• [WORK INSTRUCTIONS]:
Collect each line below that includes the word "leaf", treating uppercase and lowercase as different.

BEGIN EXTRACTED ENTRIES

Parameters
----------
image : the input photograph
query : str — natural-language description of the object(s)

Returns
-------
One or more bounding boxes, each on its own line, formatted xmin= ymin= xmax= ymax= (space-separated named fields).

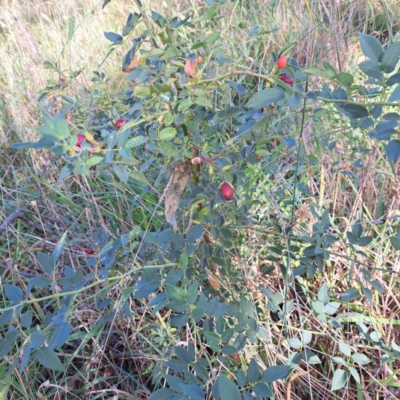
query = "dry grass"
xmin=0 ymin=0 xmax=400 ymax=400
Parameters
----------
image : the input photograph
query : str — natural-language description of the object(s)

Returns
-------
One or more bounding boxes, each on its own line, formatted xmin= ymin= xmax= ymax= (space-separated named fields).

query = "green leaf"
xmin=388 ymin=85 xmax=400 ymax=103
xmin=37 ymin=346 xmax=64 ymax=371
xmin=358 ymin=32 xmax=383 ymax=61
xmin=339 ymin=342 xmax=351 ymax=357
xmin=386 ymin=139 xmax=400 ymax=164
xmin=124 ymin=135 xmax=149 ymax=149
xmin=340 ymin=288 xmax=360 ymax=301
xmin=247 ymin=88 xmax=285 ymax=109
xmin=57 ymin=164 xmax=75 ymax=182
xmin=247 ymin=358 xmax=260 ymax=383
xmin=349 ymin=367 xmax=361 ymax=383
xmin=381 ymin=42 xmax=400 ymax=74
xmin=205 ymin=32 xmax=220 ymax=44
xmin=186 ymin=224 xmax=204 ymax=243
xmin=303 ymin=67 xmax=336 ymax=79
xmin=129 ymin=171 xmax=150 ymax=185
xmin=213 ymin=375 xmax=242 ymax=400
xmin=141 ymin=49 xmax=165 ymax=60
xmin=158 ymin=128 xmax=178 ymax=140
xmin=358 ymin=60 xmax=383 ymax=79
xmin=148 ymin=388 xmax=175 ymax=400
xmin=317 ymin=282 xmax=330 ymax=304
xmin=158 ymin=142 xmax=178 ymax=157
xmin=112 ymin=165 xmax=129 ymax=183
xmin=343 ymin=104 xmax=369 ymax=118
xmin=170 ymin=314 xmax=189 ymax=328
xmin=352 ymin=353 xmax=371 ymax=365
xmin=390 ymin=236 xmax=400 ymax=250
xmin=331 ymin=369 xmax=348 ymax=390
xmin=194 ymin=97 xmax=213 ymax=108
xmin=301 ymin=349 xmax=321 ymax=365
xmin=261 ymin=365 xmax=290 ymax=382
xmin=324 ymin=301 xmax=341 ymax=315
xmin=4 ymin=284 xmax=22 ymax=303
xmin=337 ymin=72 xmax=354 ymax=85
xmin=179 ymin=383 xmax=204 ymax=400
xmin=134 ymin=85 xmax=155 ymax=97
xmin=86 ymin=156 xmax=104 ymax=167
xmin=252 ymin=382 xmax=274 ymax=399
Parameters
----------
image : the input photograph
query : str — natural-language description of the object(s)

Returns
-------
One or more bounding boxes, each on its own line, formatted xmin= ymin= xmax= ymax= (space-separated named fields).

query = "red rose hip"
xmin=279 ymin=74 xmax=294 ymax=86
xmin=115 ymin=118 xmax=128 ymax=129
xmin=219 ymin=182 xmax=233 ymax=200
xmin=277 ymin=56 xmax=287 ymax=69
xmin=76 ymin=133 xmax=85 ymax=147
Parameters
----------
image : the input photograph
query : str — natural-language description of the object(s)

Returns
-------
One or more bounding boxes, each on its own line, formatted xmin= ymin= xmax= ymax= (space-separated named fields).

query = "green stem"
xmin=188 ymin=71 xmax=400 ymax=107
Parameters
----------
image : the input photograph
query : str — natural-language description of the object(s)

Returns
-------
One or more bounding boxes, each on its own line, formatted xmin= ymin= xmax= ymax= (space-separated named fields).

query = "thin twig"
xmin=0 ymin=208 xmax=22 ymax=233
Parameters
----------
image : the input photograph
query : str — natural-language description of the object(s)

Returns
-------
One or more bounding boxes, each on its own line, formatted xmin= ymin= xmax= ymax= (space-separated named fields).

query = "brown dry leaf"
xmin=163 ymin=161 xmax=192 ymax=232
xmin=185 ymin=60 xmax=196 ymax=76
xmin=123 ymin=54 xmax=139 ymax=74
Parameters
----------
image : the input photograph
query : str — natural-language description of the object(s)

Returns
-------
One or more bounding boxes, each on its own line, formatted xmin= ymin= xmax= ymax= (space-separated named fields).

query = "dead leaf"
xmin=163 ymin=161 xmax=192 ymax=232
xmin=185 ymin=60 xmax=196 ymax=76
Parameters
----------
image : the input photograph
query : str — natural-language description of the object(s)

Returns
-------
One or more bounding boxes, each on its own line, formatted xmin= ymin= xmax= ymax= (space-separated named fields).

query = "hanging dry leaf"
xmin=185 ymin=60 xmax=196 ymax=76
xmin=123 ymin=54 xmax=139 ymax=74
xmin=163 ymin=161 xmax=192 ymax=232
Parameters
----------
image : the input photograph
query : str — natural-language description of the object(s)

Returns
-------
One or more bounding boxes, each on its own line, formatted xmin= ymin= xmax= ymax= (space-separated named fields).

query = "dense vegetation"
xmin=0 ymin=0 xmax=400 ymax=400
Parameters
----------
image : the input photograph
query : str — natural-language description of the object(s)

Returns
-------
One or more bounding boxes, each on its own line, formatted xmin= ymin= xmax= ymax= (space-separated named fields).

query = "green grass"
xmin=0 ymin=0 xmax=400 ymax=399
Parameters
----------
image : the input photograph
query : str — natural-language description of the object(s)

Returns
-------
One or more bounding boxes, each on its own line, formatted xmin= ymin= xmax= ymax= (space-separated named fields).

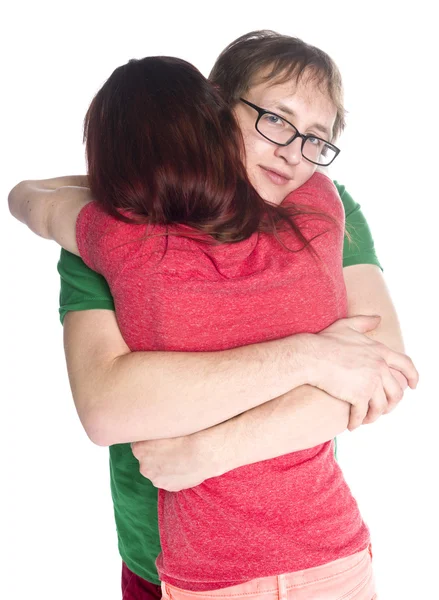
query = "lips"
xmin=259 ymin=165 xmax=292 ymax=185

END EXTRACTED ENTRIES
BEGIN EXTRACTED ENTRIES

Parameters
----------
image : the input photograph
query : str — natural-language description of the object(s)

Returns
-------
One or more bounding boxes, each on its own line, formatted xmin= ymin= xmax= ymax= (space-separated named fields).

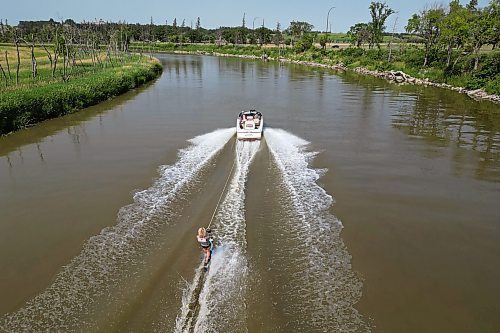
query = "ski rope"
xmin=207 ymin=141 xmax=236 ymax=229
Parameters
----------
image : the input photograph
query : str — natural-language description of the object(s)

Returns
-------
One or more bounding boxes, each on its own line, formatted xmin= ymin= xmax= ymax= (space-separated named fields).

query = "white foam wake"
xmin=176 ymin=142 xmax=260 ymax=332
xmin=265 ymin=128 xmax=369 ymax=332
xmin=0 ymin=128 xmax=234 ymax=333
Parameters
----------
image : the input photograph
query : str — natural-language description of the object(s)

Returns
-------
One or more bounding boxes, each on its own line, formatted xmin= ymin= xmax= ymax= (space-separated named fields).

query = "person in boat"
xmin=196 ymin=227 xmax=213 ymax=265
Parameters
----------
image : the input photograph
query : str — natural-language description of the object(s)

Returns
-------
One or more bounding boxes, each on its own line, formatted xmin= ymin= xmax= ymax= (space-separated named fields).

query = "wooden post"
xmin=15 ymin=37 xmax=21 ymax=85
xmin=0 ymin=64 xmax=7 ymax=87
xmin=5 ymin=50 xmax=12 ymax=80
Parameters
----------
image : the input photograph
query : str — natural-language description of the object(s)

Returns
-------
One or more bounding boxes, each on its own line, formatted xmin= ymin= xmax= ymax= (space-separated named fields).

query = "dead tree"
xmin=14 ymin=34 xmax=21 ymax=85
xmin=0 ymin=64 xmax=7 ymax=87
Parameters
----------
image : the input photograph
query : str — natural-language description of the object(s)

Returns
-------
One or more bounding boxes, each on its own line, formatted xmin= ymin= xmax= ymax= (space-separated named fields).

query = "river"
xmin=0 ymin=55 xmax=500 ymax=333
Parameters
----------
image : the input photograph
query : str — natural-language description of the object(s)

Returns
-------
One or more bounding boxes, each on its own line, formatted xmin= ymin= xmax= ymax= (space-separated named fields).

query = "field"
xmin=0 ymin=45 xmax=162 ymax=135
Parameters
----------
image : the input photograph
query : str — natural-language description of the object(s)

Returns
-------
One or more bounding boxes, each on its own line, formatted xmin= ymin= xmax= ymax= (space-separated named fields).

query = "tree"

END EXTRACTED ENTRIES

• [EXPECTED ANSWER]:
query = "green leaf"
query = "brown dry leaf"
query = "dead leaf"
query = "hanging dry leaf"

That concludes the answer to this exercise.